◆ Tasks and exercises ◆
[A] Transcribe the stretch of the text on the Intel GPU resource driver from "Requesting resources" through "GPU resource driver.".
[B] In the text on the Intel GPU resource driver, rewrite more briefly the paragraph beginning "With Dynamic Resource Allocation", keeping its main facts.
[C] Take the text on the Intel GPU resource driver further from its final sentence.

◆ Source text ◆
>>>>
Deploying test pod to verify GPU resource-driver works

$ kubectl apply -f deployments/gpu/examples/pod-inline-gpu.yaml
resourceclaimtemplate.resource.k8s.io/claim1 created
pod/test-inline-claim created

When the Pod gets into Running state, check that GPU was assigned to it:

$ kubectl logs pod/test-inline-claim
Defaulted container "with-resource" out of: with-resource, without-resource
total 0
drwxr-xr-x    2 root     root            80 Sep 27 09:17 .
drwxr-xr-x    6 root     root           380 Sep 27 09:17 ..
crw-rw-rw-    1 root     root      226,   0 Sep 27 09:17 card0
crw-rw-rw-    1 root     root      226, 128 Sep 27 09:17 renderD128

Requesting resources

With Dynamic Resource Allocation the resources are requested in a similar way to how the persistent storage is requested. The ResourceClaim is an analog of Persistent Volume Claim, and it is used for scheduling Pods to nodes based on the GPU resource availability. It provide access to GPU devices in Pod's containers.

Basic use case: Pod needs a GPU

The simplest way to start using Intel GPU resource driver is to create a ResourceClaim, and add it to Pod spec to be used in container. The scheduler will allocate suitable GPU resource from respective ResourceSlice that was published by the Intel GPU resource driver.

apiVersion: resource.k8s.io/v1beta1
kind: ResourceClaim
metadata:
  name: claim1
spec:
  devices:
    requests:
    - name: gpu
      deviceClassName: gpu.intel.com
---
apiVersion: v1
kind: Pod
metadata:
  name: test-claim
spec:
  restartPolicy: Never
  containers:
  - name: with-resource
    image: registry.k8s.io/e2e-test-images/busybox:1.29-2
    command: ["sh", "-c", "ls -la /dev/dri/ && sleep 60"]
    resources:
      claims:
      - name: resource
  resourceClaims:
  - name: resource
    resourceClaimName: claim1

Two important sections in above Pod spec are:

  • resourceClaims - all ResourceClaims that the Pod will use, need to be here
  • claims - is the new section in container's resources section. If the container needs to use a ResourceClaim - the Claim needs to be listed in this section for that container.
<<<<
◆ Dataset section ◆
>>>>
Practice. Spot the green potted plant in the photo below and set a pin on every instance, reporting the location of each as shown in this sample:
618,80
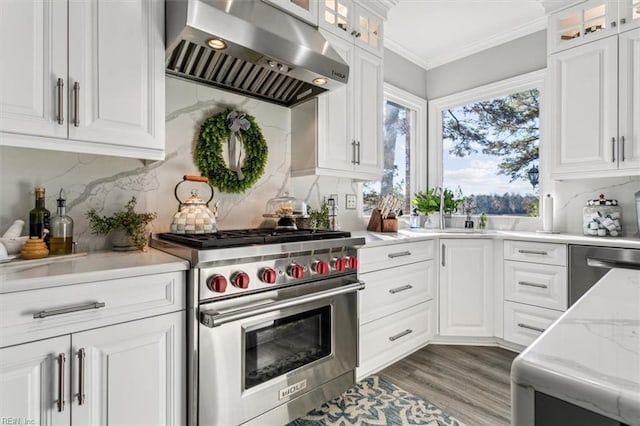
<<<<
◆ Task-by-task outputs ◆
[A]
Requesting resources

With Dynamic Resource Allocation the resources are requested in a similar way to how the persistent storage is requested. The ResourceClaim is an analog of Persistent Volume Claim, and it is used for scheduling Pods to nodes based on the GPU resource availability. It provide access to GPU devices in Pod's containers.

Basic use case: Pod needs a GPU

The simplest way to start using Intel GPU resource driver is to create a ResourceClaim, and add it to Pod spec to be used in container. The scheduler will allocate suitable GPU resource from respective ResourceSlice that was published by the Intel GPU resource driver.

[B] Under Dynamic Resource Allocation, resources are requested much like persistent storage. A ResourceClaim, the counterpart of a Persistent Volume Claim, schedules Pods onto nodes by GPU availability and gives the Pod's containers access to GPU devices.

[C]
In this example:

  • the ResourceClaim claim1 is created;
  • the Pod test-claim declares that:
    • it will use Resource Claim claim1;
    • the container named with-resource will be using the resources allocated to the Resource Claim claim1.

Device Class

Intel GPU resource driver provides following device class:

  • gpu.intel.com

Advanced use cases

Creation of Resource Claim

There are two ways to create a Resource Claim:

  • creating it explicitly as a ResourceClaim object
  • letting K8s generate Resource Claim from existing ResourceClaimTemplate when the Pod is created

When referencing ResourceClaim in Pod spec - the claim has to exist.

When Pod spec references a ResourceClaimTemplate, a new ResourceClaim will be generated for every entry in Pod spec resourceClaims section. In this case every generated claim will have separate GPU resources allocated the same way that different existing ResourceClaims would.

The only difference between a standalone ResourceClaim, and one generated from a template, is that generated Resource Claims are deleted when the Pod is deleted, while the standalone Resource Claims stay and needs explicit deletion.

Example of Pod with generated Resource Claim:

apiVersion: resource.k8s.io/v1beta1
kind: ResourceClaimTemplate
metadata:
  name: claim1
spec:
  spec:
    devices:
      requests:
      - name: gpu
        deviceClassName: gpu.intel.com
---
apiVersion: v1
kind: Pod
metadata:
  name: test-inline-claim
spec:
  restartPolicy: Never
  containers:
  - name: with-resource
    image: registry.k8s.io/e2e-test-images/busybox:1.29-2
    command: ["sh", "-c", "ls -la /dev/dri/ && sleep 60"]
    resources:
      claims:
      - name: resource
  resourceClaims:
  - name: resource
    resourceClaimTemplateName: claim1

Customizing resources request

ResourceClaim device request can be customized. count field specifies how many devices are needed. 'selectors' is a CEL filter to narrow down allocation to desired GPUs. For instance, amount of memory should be at least 16Gi. The attributes and capacity properties of the GPU can be used in CEL.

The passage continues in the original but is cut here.